▸ **What you have to do**
Exact copies of all entries are needed. Pictures are to be left out.

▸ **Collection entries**
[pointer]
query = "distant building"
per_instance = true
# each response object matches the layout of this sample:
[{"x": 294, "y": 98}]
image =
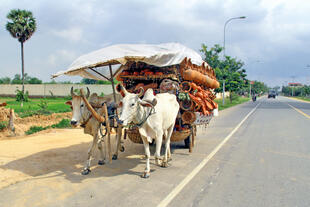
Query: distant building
[{"x": 294, "y": 84}]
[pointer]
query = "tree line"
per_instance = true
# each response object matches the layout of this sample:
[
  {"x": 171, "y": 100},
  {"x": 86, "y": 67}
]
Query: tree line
[
  {"x": 296, "y": 90},
  {"x": 231, "y": 71}
]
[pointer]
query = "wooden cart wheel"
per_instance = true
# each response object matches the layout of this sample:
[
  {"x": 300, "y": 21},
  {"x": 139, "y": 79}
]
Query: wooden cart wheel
[{"x": 187, "y": 142}]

▸ **Completed task**
[pointer]
query = "distant building"
per_instance = true
# each response object matches the layout of this sample:
[{"x": 294, "y": 98}]
image =
Query: distant building
[{"x": 294, "y": 84}]
[pointer]
query = "tree line"
per_instance = true
# each response object matches the layout of this sample:
[
  {"x": 171, "y": 100},
  {"x": 86, "y": 67}
]
Query: tree line
[
  {"x": 296, "y": 90},
  {"x": 231, "y": 71}
]
[pointer]
query = "wooden cart wheel"
per_instance = true
# each response object matches the layout of this sample:
[
  {"x": 300, "y": 21},
  {"x": 139, "y": 79}
]
Query: wooden cart wheel
[{"x": 187, "y": 142}]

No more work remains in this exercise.